-- Set tasks --
1) Print the part of the Robodebt article between "The report said a" and "in June 2020.", inclusive.
2) Based on the Robodebt article, mark each statement yes or no, and quote the words that decide it: (a) The Robodebt scheme began in 2015. (b) The scheme was wound up in June 2019. (c) The ATO first raised concerns about how the DHS used its data in late 2016.
3) Go on with the Robodebt article from where it stops.

Royal commission recommends the government check that information sharing with Services Australia is lawful.

By Philip King 11 minute read

The Robodebt report has called into question the legality of data exchanges between the ATO and Services Australia and recommended tighter controls over data-matching programs.

The Royal Commission report, handed down on Friday, said income data supplied by the ATO to the then Department of Human Services was crucial to the automated process that scrutinised payments to almost 900,000 taxpayers from 2010–13.

“DHS would obtain information from the ATO as to what a benefit recipient’s employers had returned as the income earned by the recipient in the relevant financial year (‘PAYG data’), compare it through an automated system with what had been declared to DHS by the recipient, and in the event of discrepancy would require the recipient to go online to explain it,” the report said.

It said data matching was already being used by the DHS to identify mismatches but under the Robodebt scheme, which began in 2015, PAYG data became the “primary source” of information about earned income “which could be acted on to raise debts although unconfirmed by the employer or the recipient”.  

Where data matching found discrepancies, the onus fell on payment recipients to account for the difference or Robodebt automatically raised a penalty against them.

The system also used an averaging method that failed to reflect actual income and conducted the whole process online, removing personal conduct with compliance officers with “the aim being to reduce (and preferable obviate) human involvement at the DHS end”.

The report said a final key difference under Robodebt was its scrutiny of five years prior to the program, ignoring the fact that “20,000 or so files involving discrepancy which had already been reviewed for each of those years had probably already yielded the bulk, in monetary terms, of overpayments for those years”.

The scheme was eventually extended to financial years 2017–18 and after coming under media scrutiny and legal challenge, was finally wound up in June 2020.

The report said the ATO initially raised concerns about how its data was being used by the DHS in late 2016, in response to a spike in media reports and complaints about Robodebt.

The report identified multiple issues with the way DHS was handling the data, including a failure to destroy information after it was used, a lack of compliance with relevant protocols, mistaken identity matches, inadequate risk management and potential privacy breaches.

Crucially, it contests the ATO’s claim that it acted lawfully in supplying data because “an ATO officer could not be lawfully satisfied that the use of the information disclosed to DHS was ‘for the purposes of administering … the social security law’ without being informed by DHS of how the information was to be used”.

It said the ATO was frustrated by a lack of transparency at the DHS and the prevailing protocol did not accurately describe how it was using the information.

-- Record excerpts --
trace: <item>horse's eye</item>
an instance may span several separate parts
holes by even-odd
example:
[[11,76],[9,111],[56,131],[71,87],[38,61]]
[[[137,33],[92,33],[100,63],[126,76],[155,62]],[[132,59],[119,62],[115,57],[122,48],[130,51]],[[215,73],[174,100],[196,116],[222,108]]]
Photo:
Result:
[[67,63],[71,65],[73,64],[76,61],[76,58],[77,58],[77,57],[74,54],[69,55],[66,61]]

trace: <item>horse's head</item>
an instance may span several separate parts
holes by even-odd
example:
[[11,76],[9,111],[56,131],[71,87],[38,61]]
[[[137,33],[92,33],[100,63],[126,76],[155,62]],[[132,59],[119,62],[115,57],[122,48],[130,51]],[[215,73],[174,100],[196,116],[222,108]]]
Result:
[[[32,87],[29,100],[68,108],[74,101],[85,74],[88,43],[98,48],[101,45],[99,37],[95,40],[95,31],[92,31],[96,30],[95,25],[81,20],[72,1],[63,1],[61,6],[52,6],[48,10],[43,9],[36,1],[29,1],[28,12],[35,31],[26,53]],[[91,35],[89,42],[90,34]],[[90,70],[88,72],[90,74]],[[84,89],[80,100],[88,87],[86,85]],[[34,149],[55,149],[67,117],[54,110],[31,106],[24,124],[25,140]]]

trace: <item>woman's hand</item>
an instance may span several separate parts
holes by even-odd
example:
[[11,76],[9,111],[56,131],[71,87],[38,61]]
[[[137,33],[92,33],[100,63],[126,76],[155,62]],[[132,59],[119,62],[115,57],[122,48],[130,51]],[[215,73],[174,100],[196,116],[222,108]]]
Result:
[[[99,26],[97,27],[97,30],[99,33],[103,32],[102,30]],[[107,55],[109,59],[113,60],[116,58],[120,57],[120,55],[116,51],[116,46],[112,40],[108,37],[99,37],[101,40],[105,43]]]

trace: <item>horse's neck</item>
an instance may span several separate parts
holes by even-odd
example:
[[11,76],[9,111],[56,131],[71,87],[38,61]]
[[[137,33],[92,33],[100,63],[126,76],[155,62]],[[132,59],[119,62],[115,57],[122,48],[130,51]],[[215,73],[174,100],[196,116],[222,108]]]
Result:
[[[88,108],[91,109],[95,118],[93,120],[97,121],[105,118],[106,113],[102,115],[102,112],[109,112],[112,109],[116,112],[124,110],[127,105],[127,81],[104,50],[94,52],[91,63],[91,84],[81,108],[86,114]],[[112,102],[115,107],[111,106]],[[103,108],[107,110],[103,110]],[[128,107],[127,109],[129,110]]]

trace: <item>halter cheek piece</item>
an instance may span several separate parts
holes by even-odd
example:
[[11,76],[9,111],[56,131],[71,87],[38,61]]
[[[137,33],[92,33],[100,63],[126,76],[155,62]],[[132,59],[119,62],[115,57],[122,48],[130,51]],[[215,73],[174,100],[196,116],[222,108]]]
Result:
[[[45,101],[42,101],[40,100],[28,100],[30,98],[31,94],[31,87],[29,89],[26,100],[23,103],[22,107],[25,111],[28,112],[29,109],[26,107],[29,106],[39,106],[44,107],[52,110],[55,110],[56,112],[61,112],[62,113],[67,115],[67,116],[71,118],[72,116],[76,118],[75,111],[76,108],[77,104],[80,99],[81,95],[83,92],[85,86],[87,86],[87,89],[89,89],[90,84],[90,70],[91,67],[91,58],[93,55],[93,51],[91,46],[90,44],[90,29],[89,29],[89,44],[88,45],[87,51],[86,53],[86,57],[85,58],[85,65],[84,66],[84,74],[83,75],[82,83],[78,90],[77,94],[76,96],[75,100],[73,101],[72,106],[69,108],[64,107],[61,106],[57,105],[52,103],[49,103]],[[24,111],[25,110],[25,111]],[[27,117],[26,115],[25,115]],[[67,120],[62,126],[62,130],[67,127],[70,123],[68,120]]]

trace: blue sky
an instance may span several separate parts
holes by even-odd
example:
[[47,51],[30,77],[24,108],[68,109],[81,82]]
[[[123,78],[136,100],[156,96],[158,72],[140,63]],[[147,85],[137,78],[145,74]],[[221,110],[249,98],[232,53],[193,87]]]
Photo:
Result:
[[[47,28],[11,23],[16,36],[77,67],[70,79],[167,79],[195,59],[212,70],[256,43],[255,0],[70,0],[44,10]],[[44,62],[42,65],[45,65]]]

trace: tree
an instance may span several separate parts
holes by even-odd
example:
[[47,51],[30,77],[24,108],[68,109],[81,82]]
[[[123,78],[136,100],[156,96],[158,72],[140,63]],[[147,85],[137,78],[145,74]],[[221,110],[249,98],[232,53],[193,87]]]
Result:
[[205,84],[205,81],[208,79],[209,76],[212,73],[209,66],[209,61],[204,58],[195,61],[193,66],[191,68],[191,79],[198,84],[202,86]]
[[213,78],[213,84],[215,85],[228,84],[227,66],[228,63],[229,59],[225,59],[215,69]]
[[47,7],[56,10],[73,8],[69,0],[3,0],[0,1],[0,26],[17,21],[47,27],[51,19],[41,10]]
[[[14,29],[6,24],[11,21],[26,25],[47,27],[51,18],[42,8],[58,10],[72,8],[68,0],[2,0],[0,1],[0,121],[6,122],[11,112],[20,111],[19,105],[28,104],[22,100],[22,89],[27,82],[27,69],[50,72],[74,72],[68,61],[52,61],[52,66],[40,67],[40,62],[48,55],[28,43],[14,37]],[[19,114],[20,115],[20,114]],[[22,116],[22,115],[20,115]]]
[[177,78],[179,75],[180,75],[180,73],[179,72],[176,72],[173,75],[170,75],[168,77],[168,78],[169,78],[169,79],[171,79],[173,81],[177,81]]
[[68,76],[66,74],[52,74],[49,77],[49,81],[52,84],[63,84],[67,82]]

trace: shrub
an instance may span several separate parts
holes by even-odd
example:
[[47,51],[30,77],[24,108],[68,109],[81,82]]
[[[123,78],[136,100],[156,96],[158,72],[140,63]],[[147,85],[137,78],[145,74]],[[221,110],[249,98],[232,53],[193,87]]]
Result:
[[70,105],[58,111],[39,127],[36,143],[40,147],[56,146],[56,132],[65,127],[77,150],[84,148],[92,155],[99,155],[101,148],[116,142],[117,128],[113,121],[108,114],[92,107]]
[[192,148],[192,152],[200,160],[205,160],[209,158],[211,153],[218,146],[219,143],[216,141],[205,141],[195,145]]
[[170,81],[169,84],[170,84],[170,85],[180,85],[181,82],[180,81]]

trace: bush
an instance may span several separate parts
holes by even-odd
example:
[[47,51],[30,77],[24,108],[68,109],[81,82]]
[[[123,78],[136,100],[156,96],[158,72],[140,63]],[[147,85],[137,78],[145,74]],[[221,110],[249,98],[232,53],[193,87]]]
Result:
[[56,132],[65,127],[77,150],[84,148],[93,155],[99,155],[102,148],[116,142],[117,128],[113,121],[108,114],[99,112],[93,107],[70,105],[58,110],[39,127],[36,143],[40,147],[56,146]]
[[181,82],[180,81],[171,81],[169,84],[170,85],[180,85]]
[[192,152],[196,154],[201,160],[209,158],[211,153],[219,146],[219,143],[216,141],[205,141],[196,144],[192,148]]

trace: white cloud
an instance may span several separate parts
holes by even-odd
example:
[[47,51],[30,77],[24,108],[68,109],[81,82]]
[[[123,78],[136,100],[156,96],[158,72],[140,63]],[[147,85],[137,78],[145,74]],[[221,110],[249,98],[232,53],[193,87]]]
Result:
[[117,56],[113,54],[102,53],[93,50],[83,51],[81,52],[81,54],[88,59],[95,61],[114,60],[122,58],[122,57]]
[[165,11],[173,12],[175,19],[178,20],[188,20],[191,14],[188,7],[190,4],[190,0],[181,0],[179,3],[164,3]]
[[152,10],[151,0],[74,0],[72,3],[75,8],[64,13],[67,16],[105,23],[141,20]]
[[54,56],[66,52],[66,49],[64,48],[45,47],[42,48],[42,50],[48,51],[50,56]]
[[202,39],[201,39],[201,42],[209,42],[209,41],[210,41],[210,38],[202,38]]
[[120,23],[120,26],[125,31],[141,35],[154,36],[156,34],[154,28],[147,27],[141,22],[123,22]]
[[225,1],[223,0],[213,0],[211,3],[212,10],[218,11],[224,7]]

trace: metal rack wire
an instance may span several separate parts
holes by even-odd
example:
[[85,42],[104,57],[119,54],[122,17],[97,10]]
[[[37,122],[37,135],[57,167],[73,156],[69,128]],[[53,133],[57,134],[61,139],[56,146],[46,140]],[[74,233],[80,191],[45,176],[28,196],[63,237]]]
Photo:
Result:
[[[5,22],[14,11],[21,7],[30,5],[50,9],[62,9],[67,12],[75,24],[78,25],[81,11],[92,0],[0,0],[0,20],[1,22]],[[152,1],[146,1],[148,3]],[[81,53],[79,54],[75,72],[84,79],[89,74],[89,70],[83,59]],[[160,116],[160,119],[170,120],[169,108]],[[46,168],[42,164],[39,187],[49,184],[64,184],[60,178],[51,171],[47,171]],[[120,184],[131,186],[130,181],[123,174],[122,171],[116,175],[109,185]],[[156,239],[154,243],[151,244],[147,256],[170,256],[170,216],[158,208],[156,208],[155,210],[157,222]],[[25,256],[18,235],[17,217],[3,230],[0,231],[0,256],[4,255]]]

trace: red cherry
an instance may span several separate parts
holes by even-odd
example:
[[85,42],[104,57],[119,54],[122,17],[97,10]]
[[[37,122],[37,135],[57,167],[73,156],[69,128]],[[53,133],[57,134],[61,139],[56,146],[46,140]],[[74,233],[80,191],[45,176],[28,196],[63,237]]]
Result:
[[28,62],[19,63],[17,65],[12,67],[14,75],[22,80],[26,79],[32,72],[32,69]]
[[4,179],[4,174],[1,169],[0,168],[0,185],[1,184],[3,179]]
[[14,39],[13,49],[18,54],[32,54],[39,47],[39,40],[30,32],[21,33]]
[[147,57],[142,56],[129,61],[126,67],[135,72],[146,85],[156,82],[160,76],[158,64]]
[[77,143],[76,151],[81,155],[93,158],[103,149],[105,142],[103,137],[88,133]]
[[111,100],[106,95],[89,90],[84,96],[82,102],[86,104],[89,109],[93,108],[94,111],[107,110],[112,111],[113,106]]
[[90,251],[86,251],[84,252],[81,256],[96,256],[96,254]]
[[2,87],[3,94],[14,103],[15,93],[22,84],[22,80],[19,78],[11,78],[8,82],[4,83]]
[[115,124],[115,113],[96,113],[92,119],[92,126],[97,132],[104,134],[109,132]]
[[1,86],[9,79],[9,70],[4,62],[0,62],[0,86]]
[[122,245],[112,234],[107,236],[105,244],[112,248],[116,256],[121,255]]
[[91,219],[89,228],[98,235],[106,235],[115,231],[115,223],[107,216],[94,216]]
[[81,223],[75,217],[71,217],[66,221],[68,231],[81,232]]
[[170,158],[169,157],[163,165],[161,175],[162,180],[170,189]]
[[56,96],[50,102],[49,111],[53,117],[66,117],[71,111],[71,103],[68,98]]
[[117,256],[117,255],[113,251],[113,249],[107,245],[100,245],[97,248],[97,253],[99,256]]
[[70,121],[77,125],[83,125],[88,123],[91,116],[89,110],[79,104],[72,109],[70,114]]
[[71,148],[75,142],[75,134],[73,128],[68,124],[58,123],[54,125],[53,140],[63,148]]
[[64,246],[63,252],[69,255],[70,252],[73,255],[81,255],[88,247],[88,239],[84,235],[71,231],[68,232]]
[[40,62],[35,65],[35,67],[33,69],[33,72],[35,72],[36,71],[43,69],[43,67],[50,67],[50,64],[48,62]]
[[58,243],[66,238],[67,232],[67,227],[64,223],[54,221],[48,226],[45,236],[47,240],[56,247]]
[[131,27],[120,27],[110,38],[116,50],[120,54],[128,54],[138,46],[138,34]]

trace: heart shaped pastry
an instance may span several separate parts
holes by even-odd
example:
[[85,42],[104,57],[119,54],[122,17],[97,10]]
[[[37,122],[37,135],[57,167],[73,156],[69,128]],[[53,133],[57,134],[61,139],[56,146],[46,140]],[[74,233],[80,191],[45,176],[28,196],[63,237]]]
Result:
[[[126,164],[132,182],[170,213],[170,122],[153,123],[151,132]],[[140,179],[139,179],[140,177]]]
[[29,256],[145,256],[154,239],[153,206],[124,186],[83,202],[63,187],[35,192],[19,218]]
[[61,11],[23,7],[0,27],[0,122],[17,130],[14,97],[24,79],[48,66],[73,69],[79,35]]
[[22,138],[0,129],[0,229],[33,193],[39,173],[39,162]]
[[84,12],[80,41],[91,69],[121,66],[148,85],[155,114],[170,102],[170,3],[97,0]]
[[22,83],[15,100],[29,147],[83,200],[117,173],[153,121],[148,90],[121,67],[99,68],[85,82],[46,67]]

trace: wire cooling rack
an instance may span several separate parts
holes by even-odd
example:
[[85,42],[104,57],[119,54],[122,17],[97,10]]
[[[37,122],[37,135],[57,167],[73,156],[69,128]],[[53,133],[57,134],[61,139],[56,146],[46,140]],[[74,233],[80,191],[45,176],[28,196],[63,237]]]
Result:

-- Response list --
1)
The report said a final key difference under Robodebt was its scrutiny of five years prior to the program, ignoring the fact that “20,000 or so files involving discrepancy which had already been reviewed for each of those years had probably already yielded the bulk, in monetary terms, of overpayments for those years”.

The scheme was eventually extended to financial years 2017–18 and after coming under media scrutiny and legal challenge, was finally wound up in June 2020.

2)
(a) Yes: "under the Robodebt scheme, which began in 2015"
(b) No: "was finally wound up in June 2020"
(c) Yes: "the ATO initially raised concerns about how its data was being used by the DHS in late 2016"

3)
“In these circumstances, the Commission considers that there is a serious question as to whether information was lawfully disclosed by the ATO to DHS for the purpose of data matching under the scheme.”

The Royal Commission report makes two recommendations about data exchange and matching that question the legality of the practice and whether sufficient safeguards exist.

Recommendation 16.1: Legal advice on end-to-end data exchanges

The Commonwealth should seek legal advice on the end-to-end data exchange processes which are currently operating between Services Australia and the ATO to ensure they are lawful.

“Recommendation 16.2: Review and strengthen governance of data-matching programs

The ATO and DHS should take immediate steps to review and strengthen their operational governance practices as applied to jointly conducted data-matching programs. This should include:

  • Reviews to ensure that all steps and operations relating to existing or proposed data-matching programs are properly documented.
  • A review of all existing framework documents for existing or proposed data-matching programs.
  • a review of the operations of the ATO/DHS Consultative Forum and the ATO/DHS Data Management Forum.
  • A review of the existing head agreement/s, memoranda of understanding and services schedule.
  • A joint review of any existing or proposed data-matching program protocols to ensure they are legally compliant in respect of their provision for the data exchanges contemplated for the relevant data-matching program.”

The report summed up Robodebt as “a crude and cruel mechanism, neither fair nor legal, and it made many people feel like criminals.

“In essence, people were traumatised on the off-chance they might owe money. It was a costly failure of public administration, in both human and economic terms.”

An ATO spokesperson said: "The ATO acknowledges the importance of the Royal Commission’s report to the Australian community. The government is considering all recommendations as part of its response."

As many as 20 people are believed to have been referred by the royal commission for civil and criminal prosecution.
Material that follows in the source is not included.